ECLI:NL:GHSHE:2016:5685
Gerechtshof 's-Hertogenbosch
- Beschikking
- J.P.F. Rijken
- H. Eijsenga
- J.M. Reijntjes
- Rechtspraak.nl
Beklag ex art. 12 Sv tegen niet vervolgen van officier van justitie en leden WOD-team
In deze zaak gaat het om een beklag ex artikelen 12 en 13 van het Wetboek van Strafvordering, ingediend door klager, die aangifte had gedaan van bedreiging door onbekende personen. Klager, bijgestaan door zijn advocaat mr. M.J. van Essen, verzocht het gerechtshof om de vervolging van verschillende beklaagden te bevelen, waaronder een officier van justitie en leden van het WOD-team. De officier van justitie had eerder besloten om niet tot vervolging over te gaan, omdat er geen sprake zou zijn van een strafbaar feit. Klager was het hier niet mee eens en diende een klaagschrift in bij het hof.
Het hof heeft de zaak behandeld in raadkamer, waarbij klager en zijn advocaat aanwezig waren. De advocaat-generaal adviseerde om het beklag af te wijzen. Tijdens de behandeling zijn de beklaagden gehoord, waaronder politiële informanten die betrokken waren bij de zaak. Klager had verklaard dat hij bedreigd was door twee mannen die hem geld vroegen in ruil voor informatie over een misdrijf. De beklaagden ontkenden echter dat zij bedreigende bewoordingen hadden gebruikt.
Het hof oordeelde dat de werkwijze van het WOD-team op het grensvlak van strafbaar handelen lag, maar dat er onvoldoende bewijs was dat de beklaagden de grenzen van hun opdracht hadden overschreden. Het hof wees het beklag af, zowel tegen de officier van justitie als tegen de leden van het WOD-team. De beslissing werd genomen door de voorzitter en twee raadsheren, met de griffier aanwezig. De beschikking werd op 30 december 2016 gegeven.

Beschrijvingen van regio's in natuurlijke taal:
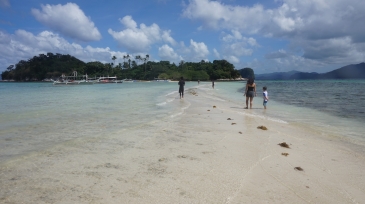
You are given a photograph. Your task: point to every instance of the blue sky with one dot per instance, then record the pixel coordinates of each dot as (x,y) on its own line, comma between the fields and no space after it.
(268,36)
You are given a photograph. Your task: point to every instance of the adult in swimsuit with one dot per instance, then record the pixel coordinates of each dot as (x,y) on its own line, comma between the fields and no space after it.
(250,92)
(181,87)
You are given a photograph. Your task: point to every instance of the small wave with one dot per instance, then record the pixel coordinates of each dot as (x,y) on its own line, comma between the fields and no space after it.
(161,104)
(181,112)
(174,92)
(264,117)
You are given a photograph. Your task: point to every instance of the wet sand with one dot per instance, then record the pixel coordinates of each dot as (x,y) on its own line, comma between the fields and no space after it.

### Opdracht
Welk advies gaf de advocaat-generaal volgens de leestekst over het beklag? De rijen vormen afzonderlijk materiaal en staan los van de leestekst.

### Uitwerking
De advocaat-generaal adviseerde om het beklag af te wijzen.